→ Text block:

On Wed, Aug 13, 2003 at 08:56:34AM +0900, nobu.nokada / softhome.net wrote:
> Hi,
>
> At Wed, 13 Aug 2003 01:34:41 +0900,
> Nikolai Weibull wrote:
> > hm...I messed up.  I was trying to do "hispa?ola".gsub(/\xf1/, 'n'), but
> > should have been doing "hispa?ola".gsub(/?/, 'n')
> Although "\xf1" seems ISO-8859-1 instead of UTF-8, you have to
> use -Ku option in command line or shebang to write literals in
> UTF-8.

Right.  In a UTF-8 file, the string "hispa?ola" doesn't
contain the byte \xf1.  It contains the UTF-8 encoding of the character
U+00F1, which is \xc3 \xb1.  Ruby can examine the language settings of its
runtime environment, but has no way of doing so for the environment
in which the script was written.  So it has no way of knowing what
character encoding a program file itself uses.  The -Ku option tells Ruby
that the program file is written in UTF-8.

I believe it assumes ISO-8859-1 otherwise.  I think it would also honor
a Unicode Byte Order Mark at the top of the file, but a BOM gets in the
way of the #!.

-Mark

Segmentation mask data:
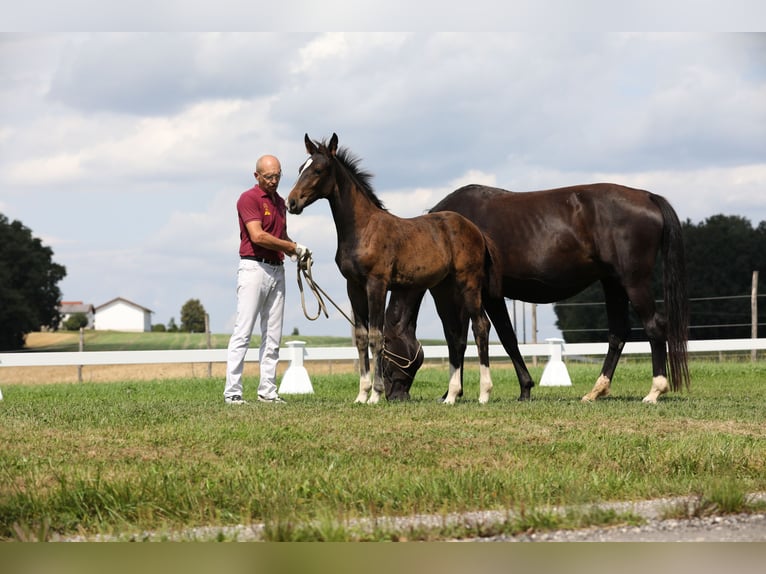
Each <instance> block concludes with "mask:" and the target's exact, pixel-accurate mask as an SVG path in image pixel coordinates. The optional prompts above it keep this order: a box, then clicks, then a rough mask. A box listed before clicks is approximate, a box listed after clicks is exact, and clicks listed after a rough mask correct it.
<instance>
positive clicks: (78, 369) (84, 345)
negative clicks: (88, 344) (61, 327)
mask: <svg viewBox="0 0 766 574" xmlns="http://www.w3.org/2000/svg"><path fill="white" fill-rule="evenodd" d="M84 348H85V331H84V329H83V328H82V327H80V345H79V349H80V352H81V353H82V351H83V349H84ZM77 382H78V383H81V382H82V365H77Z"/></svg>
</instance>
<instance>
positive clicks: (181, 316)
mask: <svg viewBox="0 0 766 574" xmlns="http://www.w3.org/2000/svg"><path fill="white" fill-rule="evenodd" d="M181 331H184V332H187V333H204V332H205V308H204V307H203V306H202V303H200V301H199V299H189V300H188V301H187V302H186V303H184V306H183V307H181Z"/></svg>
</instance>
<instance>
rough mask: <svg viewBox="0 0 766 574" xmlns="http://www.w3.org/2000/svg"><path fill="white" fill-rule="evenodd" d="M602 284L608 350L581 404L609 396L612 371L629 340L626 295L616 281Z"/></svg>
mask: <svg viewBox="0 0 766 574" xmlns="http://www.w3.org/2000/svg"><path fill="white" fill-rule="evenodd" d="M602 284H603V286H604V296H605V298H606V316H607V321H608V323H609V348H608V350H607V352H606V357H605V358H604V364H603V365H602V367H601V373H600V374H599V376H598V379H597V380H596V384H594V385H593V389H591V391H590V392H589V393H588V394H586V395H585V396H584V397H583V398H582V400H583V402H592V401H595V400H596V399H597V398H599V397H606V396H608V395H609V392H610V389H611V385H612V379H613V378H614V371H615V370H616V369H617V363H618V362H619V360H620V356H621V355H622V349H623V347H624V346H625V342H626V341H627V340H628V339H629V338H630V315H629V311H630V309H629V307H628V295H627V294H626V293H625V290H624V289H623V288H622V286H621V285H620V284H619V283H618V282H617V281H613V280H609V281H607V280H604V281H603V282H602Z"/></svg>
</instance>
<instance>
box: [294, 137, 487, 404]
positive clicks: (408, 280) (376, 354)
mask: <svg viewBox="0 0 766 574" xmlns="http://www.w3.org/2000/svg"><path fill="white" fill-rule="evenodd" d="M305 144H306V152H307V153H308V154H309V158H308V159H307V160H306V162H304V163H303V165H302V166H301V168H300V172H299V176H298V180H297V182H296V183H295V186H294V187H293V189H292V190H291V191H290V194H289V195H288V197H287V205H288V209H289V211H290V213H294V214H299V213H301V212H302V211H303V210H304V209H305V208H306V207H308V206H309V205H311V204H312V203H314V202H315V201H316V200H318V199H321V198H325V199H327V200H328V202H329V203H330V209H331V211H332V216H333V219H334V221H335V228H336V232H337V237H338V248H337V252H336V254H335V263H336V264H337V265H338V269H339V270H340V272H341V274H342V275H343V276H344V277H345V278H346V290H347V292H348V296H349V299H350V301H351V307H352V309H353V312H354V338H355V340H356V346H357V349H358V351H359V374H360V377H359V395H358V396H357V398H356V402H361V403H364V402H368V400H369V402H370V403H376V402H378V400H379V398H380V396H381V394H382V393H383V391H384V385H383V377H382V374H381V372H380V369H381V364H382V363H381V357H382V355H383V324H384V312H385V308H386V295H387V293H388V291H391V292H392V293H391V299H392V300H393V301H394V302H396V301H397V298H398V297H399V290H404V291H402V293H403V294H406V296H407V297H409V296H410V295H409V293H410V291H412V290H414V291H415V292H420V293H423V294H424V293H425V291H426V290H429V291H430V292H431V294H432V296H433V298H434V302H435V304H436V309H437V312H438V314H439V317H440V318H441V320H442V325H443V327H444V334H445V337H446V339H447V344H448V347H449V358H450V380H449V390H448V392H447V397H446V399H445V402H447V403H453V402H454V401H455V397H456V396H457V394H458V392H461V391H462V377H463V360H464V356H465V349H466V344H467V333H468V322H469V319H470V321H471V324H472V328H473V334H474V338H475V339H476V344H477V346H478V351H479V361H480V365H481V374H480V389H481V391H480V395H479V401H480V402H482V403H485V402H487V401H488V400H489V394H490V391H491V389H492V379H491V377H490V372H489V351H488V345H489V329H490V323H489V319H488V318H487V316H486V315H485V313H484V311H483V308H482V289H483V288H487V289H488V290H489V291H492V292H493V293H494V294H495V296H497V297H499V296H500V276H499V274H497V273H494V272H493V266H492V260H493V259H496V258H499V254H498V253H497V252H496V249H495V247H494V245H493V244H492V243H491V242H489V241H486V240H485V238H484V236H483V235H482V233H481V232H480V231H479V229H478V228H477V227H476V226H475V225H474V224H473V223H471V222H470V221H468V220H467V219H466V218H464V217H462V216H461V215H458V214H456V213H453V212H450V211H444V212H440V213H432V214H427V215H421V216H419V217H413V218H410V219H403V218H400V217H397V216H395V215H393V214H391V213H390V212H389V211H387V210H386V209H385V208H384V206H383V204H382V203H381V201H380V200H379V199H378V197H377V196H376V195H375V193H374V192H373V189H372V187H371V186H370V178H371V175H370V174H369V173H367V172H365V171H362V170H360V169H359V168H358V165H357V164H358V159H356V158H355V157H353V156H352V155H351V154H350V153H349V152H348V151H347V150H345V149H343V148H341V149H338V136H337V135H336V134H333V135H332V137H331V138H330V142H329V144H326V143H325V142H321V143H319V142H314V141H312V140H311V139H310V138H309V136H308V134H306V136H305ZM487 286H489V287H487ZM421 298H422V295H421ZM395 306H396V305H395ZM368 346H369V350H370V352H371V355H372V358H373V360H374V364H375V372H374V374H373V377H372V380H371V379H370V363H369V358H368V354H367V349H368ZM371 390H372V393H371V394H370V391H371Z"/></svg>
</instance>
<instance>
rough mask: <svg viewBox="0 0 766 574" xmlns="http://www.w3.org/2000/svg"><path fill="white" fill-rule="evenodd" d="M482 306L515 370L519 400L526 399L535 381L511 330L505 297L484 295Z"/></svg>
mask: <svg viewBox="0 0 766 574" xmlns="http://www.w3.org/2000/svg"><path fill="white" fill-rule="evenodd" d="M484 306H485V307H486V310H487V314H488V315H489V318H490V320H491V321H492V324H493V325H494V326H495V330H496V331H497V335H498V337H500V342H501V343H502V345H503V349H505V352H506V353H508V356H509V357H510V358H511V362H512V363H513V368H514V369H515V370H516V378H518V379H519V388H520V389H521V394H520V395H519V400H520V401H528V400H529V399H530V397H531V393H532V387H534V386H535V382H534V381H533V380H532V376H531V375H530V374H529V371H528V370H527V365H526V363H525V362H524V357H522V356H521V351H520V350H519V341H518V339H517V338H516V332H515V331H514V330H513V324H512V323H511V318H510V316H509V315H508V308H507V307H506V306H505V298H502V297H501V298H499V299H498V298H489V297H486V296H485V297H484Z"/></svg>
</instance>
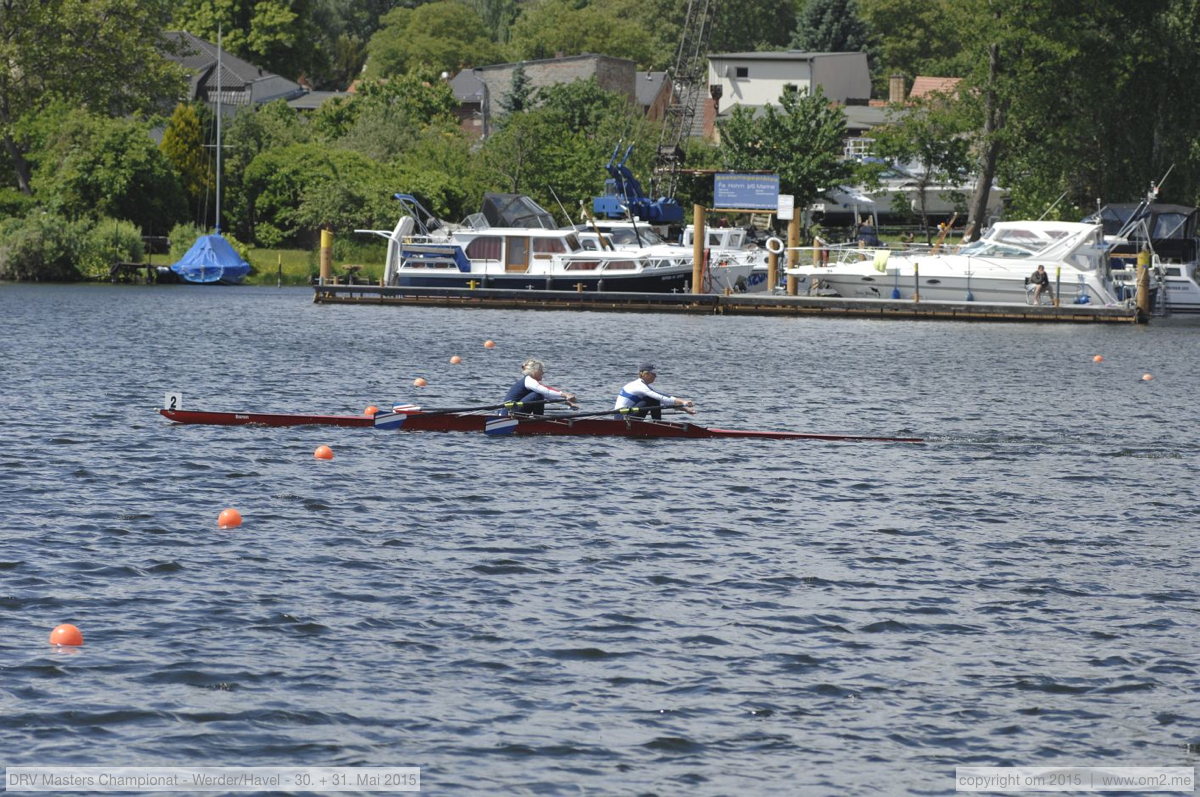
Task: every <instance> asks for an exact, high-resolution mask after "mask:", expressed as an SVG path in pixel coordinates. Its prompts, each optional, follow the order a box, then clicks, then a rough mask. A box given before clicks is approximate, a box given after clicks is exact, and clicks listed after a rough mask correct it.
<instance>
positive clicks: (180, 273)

→ Required tasks:
a) Transcribe the part of the post on Ruby source encoding starting at "I believe it" and ending at "way of the #!.".
b) According to the post on Ruby source encoding, what does the -Ku option tell Ruby?
c) Summarize the post on Ruby source encoding in two sentences.

→ Task solutions:
a)
I believe it assumes ISO-8859-1 otherwise.  I think it would also honor
a Unicode Byte Order Mark at the top of the file, but a BOM gets in the
way of the #!.

b) It tells Ruby that the program file is written in UTF-8.

c) In a UTF-8 file, the character U+00F1 is stored as the bytes \xc3 \xb1 rather than the byte \xf1, and Ruby has no way of knowing what character encoding a program file itself uses. The -Ku option tells Ruby the file is in UTF-8, and without it Ruby is believed to assume ISO-8859-1, while a Unicode Byte Order Mark might also be honored but gets in the way of the #!.